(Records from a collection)
═══

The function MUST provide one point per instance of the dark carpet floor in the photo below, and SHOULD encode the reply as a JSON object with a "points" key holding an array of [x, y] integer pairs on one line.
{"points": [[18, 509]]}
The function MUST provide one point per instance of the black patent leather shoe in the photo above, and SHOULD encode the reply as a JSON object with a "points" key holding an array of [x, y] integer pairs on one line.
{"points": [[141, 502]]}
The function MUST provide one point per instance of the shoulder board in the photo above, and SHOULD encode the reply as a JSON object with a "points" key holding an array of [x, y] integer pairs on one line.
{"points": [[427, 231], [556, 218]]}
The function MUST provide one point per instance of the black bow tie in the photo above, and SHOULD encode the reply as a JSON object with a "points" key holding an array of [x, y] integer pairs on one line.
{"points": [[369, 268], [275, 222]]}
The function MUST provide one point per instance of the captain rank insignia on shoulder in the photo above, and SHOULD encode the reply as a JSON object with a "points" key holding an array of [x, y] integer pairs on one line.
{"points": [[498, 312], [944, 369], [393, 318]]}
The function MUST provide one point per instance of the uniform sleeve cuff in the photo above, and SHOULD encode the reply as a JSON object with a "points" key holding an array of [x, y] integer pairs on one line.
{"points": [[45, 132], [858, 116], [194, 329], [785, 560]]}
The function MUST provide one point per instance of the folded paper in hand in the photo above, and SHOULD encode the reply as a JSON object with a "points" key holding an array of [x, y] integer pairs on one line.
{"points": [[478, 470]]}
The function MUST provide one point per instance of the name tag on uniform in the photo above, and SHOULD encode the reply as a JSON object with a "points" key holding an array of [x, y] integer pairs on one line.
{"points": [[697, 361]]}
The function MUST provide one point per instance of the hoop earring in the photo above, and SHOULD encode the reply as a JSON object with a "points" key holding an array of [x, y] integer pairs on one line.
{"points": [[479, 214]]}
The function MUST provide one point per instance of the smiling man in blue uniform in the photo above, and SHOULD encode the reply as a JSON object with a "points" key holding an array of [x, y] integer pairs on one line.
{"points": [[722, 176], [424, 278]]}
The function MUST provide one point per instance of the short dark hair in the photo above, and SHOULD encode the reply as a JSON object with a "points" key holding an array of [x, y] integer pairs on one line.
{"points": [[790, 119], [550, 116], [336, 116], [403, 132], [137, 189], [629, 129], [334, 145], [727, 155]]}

═══

Your objective: Copy each record above so that no word or mark differs.

Answer to this task:
The function MUST provide one point per instance of the dark carpet floor in the photo below, and SHOULD encode the reply as a JSON object with a "points" key holding an array of [x, y] integer pairs on one line.
{"points": [[18, 509]]}
The function MUST provide one point per instance of the black patent leather shoe in the photo above, and SHOULD encode the reply as a JSON object with a "points" key holding an array of [x, y] integer pairs on one line.
{"points": [[141, 502]]}
The function MUST provide one point per instance of the shoulder board in the photo above, and SHOULD encode the reply as a JSON object with a "points" key holding an array of [x, y] integer pairs on one line.
{"points": [[427, 231], [556, 218]]}
The function MUST provide one point per instance of the black bow tie in the photo above, and SHOULD encode the reply as a JSON object with a "points" key holding an array of [x, y] integer pairs on one line.
{"points": [[369, 268], [275, 222]]}
The function MUST provide one point per instance of the captain rank insignia on shoulder in the photo above, and SHOULD encode the reply as a JSON object with a "points" key holding an array of [x, y] integer pairs on one line.
{"points": [[498, 312], [944, 369], [393, 318]]}
The function MUST provide one point per instance of the uniform sleeve cuff in the photo above, and SHOULD encode the reply as a JSON object with a "points" key holding an array of [x, y] integer pairs on one line.
{"points": [[45, 132], [858, 116], [194, 329], [785, 560]]}
The function MUST provide one point per instance of the folded paper in hand in the photo above, and SHOULD encode the reply as a JSON object with a "points" key holding an array of [x, y] integer pairs on one line.
{"points": [[478, 470]]}
The function MUST provide one point per instance of the name tag on uniform in the photo above, and SHOULD encode the reply as a JSON object with a "points" key holding an array of [x, y] integer pairs on one line.
{"points": [[697, 361]]}
The function MUST provide one point per instance of the hoop earring in the photo above, and SHOULD encode the reply as a JSON object with a "points" key holding an array of [x, y] integer pairs on one line.
{"points": [[479, 214]]}
The function MUST provide one point per instance of the smiling man in blue uniform in the photo above, and SHOULD encode the reply as a JSON object with a "points" key holding an array of [x, y] integer pairs on one line.
{"points": [[722, 176], [424, 278]]}
The function MUST provide one point per instance of the short dark hair in the photo above, and SHOULD encode the reply as a JSON object with a "points" key holding an array of [x, y] integer pairs on one line.
{"points": [[790, 119], [550, 116], [336, 116], [403, 132], [137, 189], [629, 129], [334, 145], [727, 155]]}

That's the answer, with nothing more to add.